Exercise = Pull out each line from the items below that contains the word "gorilla", and copy those lines in full.

Position annotation records
- - -
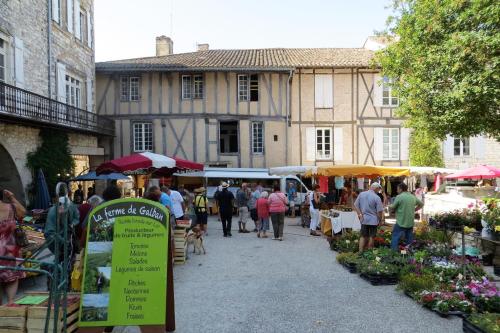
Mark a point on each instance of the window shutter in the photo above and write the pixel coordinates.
(310, 144)
(61, 82)
(377, 90)
(378, 143)
(69, 11)
(56, 15)
(338, 144)
(77, 20)
(318, 91)
(90, 94)
(405, 144)
(89, 29)
(327, 91)
(479, 146)
(19, 62)
(448, 147)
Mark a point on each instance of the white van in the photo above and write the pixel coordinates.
(211, 178)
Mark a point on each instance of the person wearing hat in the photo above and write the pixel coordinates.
(225, 200)
(405, 205)
(370, 209)
(201, 208)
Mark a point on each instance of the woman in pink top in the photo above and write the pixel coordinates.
(277, 207)
(263, 214)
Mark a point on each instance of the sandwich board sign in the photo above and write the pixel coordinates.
(125, 266)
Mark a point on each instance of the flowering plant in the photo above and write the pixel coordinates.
(446, 301)
(485, 295)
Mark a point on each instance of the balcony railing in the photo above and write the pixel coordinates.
(22, 106)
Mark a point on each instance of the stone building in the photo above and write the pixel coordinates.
(253, 108)
(47, 80)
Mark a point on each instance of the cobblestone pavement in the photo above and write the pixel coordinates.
(247, 284)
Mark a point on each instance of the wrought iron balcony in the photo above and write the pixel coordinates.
(22, 106)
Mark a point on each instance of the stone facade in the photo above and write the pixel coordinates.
(43, 52)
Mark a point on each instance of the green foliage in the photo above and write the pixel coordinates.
(53, 156)
(347, 257)
(488, 322)
(425, 150)
(445, 65)
(414, 283)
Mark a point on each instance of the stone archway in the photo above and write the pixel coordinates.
(9, 175)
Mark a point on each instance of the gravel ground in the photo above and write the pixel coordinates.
(246, 284)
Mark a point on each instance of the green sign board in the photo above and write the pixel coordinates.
(125, 270)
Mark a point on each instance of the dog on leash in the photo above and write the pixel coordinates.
(195, 237)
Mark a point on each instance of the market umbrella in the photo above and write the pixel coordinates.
(354, 170)
(481, 171)
(93, 176)
(138, 164)
(42, 198)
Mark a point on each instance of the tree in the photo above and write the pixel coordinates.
(425, 150)
(444, 64)
(53, 156)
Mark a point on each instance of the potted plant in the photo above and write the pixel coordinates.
(482, 322)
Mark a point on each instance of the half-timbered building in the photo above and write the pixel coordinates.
(253, 108)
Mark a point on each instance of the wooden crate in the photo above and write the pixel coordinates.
(12, 319)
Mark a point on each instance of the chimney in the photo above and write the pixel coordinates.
(164, 46)
(202, 47)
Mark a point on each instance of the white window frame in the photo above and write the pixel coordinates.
(83, 26)
(56, 17)
(243, 87)
(73, 91)
(142, 136)
(390, 100)
(391, 142)
(4, 51)
(463, 143)
(192, 87)
(323, 153)
(130, 88)
(257, 138)
(135, 88)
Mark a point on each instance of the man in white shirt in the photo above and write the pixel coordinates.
(178, 206)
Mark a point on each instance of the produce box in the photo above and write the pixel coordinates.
(12, 319)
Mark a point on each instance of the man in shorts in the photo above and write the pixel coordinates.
(370, 209)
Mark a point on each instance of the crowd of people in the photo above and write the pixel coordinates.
(251, 201)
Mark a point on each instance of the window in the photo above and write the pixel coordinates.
(192, 86)
(143, 136)
(56, 10)
(257, 138)
(323, 143)
(248, 88)
(130, 89)
(388, 98)
(73, 91)
(228, 137)
(83, 27)
(390, 144)
(3, 60)
(323, 91)
(461, 147)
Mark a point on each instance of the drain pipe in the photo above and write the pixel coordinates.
(288, 106)
(49, 42)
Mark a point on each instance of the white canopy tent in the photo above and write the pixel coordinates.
(292, 170)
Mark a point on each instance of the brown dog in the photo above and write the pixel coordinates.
(195, 237)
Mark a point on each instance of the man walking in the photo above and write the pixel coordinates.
(405, 206)
(242, 197)
(225, 200)
(369, 208)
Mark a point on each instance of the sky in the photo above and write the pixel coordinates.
(127, 28)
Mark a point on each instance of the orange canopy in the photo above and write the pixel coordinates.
(355, 170)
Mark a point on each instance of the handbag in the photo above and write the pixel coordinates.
(20, 237)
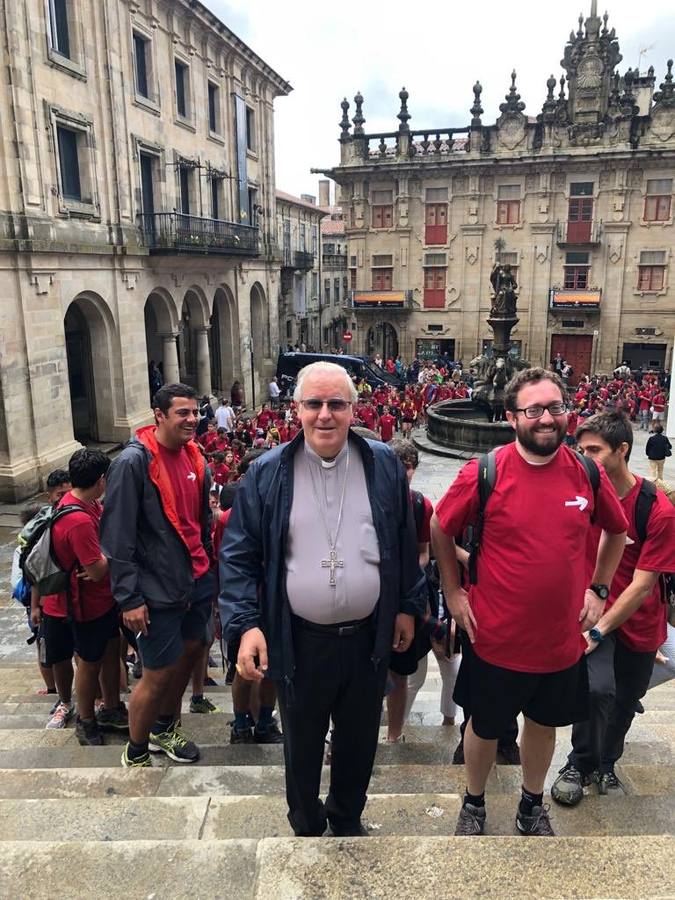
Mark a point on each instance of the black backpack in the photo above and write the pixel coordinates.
(643, 507)
(487, 476)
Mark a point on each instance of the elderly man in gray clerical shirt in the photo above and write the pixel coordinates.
(320, 577)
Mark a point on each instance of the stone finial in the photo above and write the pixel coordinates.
(344, 121)
(476, 109)
(666, 96)
(358, 119)
(513, 102)
(403, 114)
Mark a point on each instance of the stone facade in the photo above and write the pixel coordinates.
(137, 212)
(579, 199)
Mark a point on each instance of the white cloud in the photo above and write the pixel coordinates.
(437, 50)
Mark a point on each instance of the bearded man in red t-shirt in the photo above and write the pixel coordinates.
(623, 644)
(531, 602)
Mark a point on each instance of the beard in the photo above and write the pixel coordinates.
(542, 442)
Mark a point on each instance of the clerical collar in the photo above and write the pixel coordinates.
(325, 463)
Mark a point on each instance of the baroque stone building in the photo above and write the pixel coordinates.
(137, 219)
(578, 199)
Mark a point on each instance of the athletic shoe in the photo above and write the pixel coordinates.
(358, 830)
(88, 733)
(609, 783)
(63, 713)
(508, 754)
(269, 735)
(241, 735)
(141, 762)
(568, 788)
(471, 820)
(536, 825)
(203, 705)
(113, 719)
(174, 744)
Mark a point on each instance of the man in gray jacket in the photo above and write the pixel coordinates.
(155, 533)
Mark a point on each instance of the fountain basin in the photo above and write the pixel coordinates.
(463, 425)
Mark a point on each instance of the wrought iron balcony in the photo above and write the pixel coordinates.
(579, 234)
(176, 232)
(334, 260)
(297, 260)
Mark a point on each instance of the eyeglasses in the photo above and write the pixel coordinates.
(536, 412)
(335, 404)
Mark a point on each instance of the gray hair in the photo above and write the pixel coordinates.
(330, 368)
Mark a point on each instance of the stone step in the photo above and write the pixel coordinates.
(375, 867)
(222, 818)
(233, 780)
(41, 748)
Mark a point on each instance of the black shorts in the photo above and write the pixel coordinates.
(61, 638)
(495, 696)
(169, 628)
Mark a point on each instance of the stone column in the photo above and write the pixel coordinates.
(203, 359)
(170, 358)
(670, 423)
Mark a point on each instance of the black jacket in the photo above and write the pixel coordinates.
(657, 445)
(252, 567)
(149, 562)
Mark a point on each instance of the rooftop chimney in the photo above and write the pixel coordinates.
(324, 192)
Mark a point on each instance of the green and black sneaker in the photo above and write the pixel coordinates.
(174, 743)
(142, 762)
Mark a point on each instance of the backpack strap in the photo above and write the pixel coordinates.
(487, 476)
(418, 511)
(593, 473)
(643, 506)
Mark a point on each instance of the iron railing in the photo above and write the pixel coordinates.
(170, 232)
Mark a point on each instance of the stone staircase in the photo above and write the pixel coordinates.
(75, 824)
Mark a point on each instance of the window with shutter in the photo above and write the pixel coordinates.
(658, 199)
(652, 270)
(508, 204)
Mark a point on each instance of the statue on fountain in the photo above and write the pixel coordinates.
(504, 298)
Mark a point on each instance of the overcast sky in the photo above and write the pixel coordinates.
(331, 50)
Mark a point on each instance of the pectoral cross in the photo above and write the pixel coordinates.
(332, 563)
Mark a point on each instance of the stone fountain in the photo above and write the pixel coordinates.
(478, 424)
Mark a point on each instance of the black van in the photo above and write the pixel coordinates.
(289, 364)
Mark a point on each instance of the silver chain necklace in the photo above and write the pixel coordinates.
(332, 562)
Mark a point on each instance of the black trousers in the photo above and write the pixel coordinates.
(336, 678)
(618, 677)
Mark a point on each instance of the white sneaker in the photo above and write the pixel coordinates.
(62, 715)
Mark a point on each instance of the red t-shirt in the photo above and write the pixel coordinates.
(645, 630)
(368, 416)
(188, 504)
(75, 540)
(387, 425)
(532, 562)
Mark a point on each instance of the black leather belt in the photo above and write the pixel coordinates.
(340, 629)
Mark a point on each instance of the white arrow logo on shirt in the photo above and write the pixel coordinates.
(581, 502)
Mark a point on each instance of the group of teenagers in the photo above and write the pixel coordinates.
(331, 580)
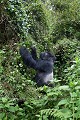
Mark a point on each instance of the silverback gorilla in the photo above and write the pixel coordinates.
(43, 65)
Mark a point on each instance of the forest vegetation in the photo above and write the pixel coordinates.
(48, 25)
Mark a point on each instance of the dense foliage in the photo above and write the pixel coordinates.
(49, 25)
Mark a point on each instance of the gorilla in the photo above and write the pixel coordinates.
(43, 65)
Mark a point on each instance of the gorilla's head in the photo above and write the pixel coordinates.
(47, 56)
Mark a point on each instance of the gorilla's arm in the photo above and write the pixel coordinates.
(44, 66)
(33, 53)
(27, 57)
(40, 65)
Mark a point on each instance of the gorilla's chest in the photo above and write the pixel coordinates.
(46, 77)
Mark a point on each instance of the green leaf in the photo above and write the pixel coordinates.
(4, 99)
(63, 102)
(64, 87)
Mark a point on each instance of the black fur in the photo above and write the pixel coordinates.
(43, 65)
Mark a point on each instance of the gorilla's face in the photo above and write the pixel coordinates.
(47, 56)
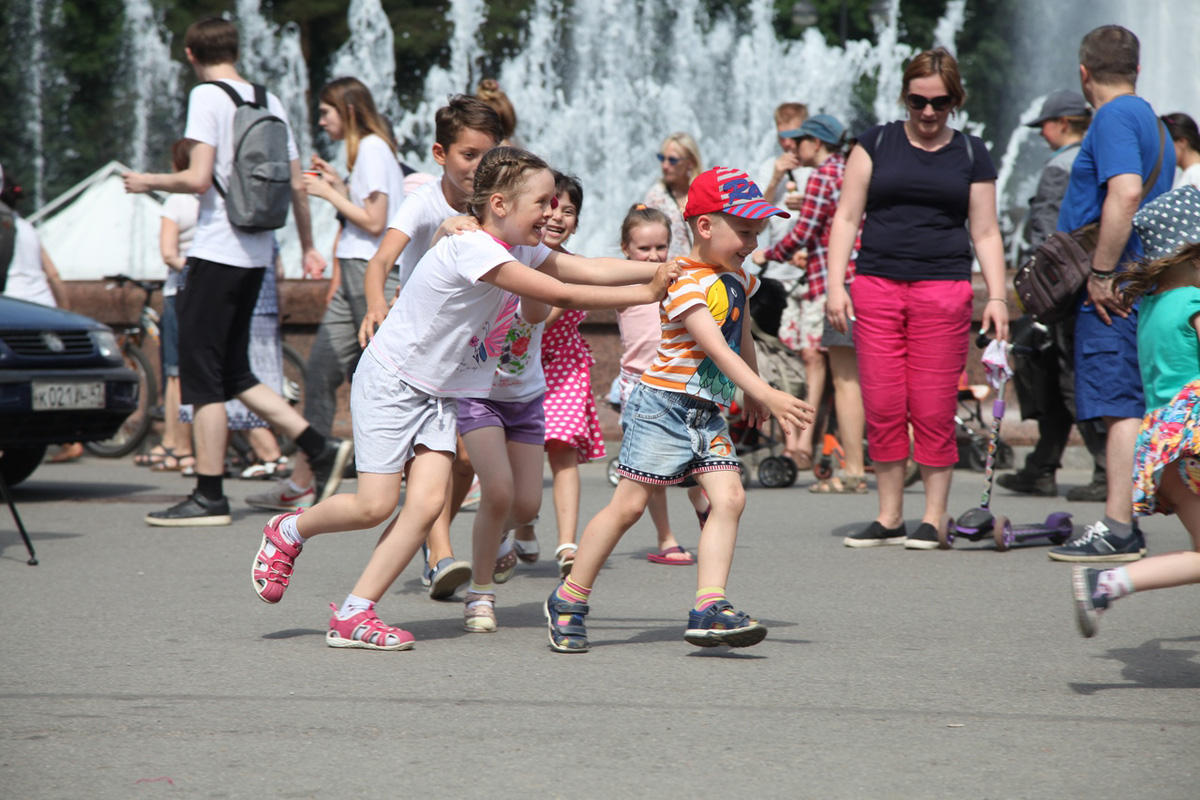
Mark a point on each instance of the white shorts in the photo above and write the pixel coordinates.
(391, 419)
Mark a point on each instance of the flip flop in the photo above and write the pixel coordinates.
(663, 557)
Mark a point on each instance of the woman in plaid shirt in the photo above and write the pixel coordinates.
(820, 140)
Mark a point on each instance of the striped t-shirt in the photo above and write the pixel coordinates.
(681, 366)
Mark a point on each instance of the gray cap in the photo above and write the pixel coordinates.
(1061, 103)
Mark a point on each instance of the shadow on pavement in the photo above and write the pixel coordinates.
(1152, 666)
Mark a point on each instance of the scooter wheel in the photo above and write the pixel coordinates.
(1002, 531)
(613, 476)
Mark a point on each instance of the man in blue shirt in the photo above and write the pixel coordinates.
(1121, 154)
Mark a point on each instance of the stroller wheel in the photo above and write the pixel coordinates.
(774, 473)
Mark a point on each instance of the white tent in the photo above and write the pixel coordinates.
(95, 229)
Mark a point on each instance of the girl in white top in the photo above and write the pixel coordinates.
(441, 341)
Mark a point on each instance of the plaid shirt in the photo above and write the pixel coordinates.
(813, 226)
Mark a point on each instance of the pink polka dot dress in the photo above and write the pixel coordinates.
(570, 409)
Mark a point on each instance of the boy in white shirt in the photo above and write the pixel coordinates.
(226, 271)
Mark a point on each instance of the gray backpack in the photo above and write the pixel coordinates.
(259, 190)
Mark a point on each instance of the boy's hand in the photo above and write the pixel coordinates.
(667, 274)
(371, 323)
(791, 411)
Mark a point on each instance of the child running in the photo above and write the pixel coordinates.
(646, 236)
(1167, 462)
(672, 422)
(439, 342)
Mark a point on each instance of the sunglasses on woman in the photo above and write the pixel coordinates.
(918, 102)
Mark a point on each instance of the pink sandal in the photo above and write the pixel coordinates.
(366, 631)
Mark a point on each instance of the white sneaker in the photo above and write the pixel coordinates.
(282, 497)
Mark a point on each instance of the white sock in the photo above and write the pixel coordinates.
(353, 606)
(1115, 583)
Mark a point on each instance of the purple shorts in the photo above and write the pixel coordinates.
(525, 422)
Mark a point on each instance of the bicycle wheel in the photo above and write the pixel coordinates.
(137, 425)
(292, 390)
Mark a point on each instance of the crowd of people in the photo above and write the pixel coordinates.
(455, 308)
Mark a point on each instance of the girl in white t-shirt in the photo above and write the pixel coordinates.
(441, 341)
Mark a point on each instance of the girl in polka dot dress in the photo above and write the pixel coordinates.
(573, 427)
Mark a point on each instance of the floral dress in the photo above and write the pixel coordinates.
(570, 409)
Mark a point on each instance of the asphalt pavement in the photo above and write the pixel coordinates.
(137, 662)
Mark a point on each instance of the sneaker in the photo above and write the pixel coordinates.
(1090, 602)
(923, 539)
(505, 560)
(1041, 485)
(282, 497)
(445, 577)
(366, 631)
(1093, 492)
(719, 624)
(193, 512)
(329, 467)
(571, 637)
(1098, 543)
(875, 535)
(270, 573)
(479, 613)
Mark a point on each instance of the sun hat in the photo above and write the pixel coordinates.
(730, 191)
(1061, 103)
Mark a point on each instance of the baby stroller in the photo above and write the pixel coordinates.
(760, 449)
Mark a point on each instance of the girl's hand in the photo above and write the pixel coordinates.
(995, 318)
(371, 323)
(791, 411)
(840, 311)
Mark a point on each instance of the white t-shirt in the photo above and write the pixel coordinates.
(210, 120)
(519, 376)
(445, 332)
(376, 169)
(27, 278)
(418, 217)
(183, 210)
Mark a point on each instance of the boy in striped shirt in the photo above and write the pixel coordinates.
(672, 421)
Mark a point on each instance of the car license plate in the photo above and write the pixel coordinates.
(54, 397)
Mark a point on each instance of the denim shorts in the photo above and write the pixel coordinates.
(670, 435)
(522, 422)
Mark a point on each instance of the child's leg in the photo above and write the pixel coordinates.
(606, 528)
(727, 499)
(427, 474)
(490, 455)
(564, 467)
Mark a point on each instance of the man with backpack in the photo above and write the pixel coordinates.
(246, 169)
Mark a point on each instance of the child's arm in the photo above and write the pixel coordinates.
(376, 277)
(791, 411)
(597, 271)
(526, 282)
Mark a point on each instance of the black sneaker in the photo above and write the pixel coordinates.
(192, 512)
(329, 468)
(1095, 492)
(923, 539)
(875, 535)
(1041, 485)
(1098, 543)
(1089, 600)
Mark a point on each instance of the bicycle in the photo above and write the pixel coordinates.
(137, 426)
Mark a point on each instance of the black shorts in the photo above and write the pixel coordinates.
(214, 308)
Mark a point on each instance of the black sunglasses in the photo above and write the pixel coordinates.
(940, 103)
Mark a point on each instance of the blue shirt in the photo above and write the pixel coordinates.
(1121, 140)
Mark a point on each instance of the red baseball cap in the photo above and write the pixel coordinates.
(730, 191)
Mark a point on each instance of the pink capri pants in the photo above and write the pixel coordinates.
(911, 340)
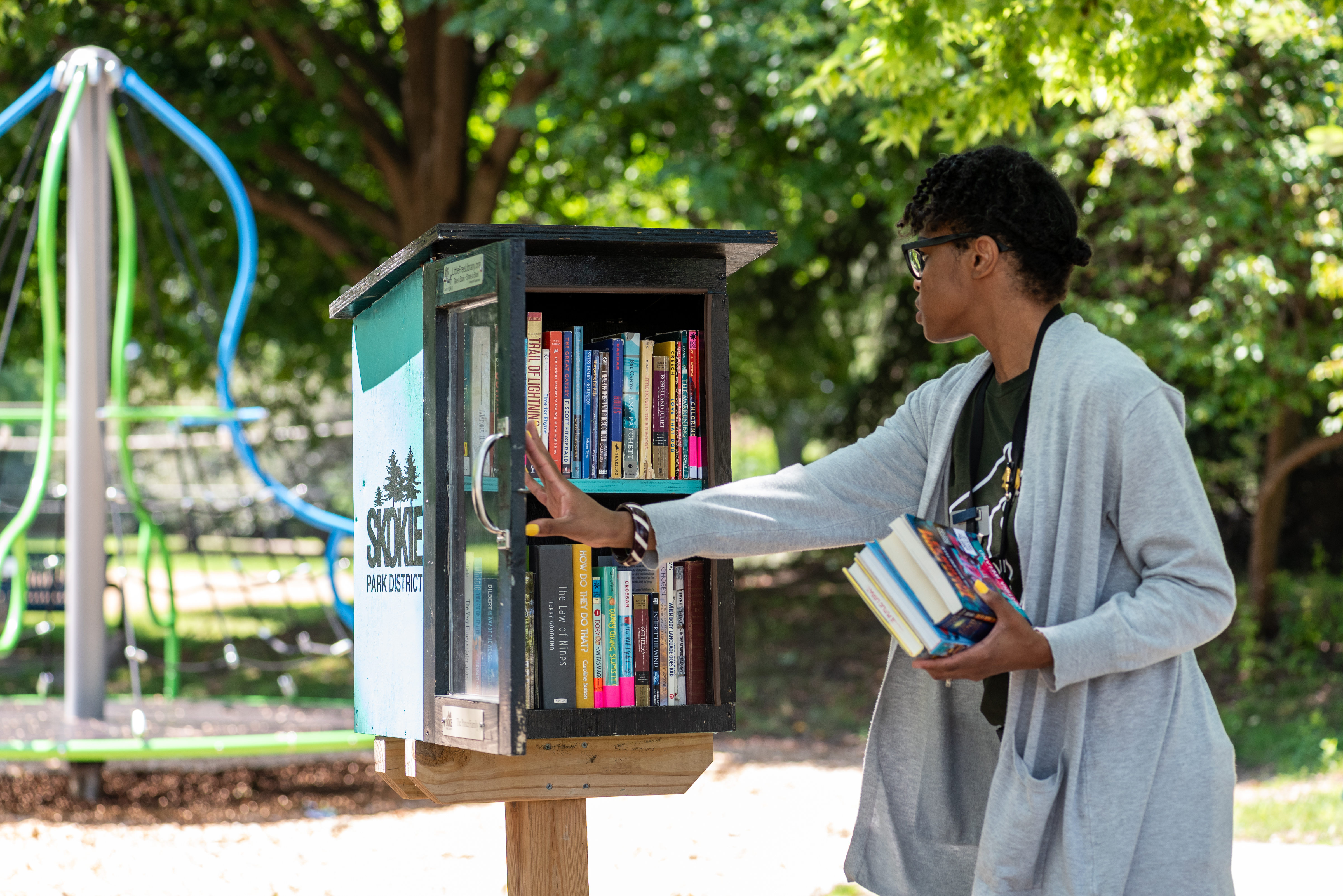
- - -
Reply to the task =
Mark a point on each instance of the silverback gorilla in the photo above and write the pixel coordinates.
Mark a point on each instance of the gorilla in the photo above and write the pixel coordinates.
Mark a point on each instance of the gorilla's head in the photo above and write the pixel coordinates.
Mark a point on each instance of the gorilla's arm in the photo above and write the pixel coordinates.
Mark a point on each instance of the gorilla's chest in the photo above and write the pixel coordinates.
Mark a point on each instance of the gorilla's face in the photo above and write the pixel coordinates.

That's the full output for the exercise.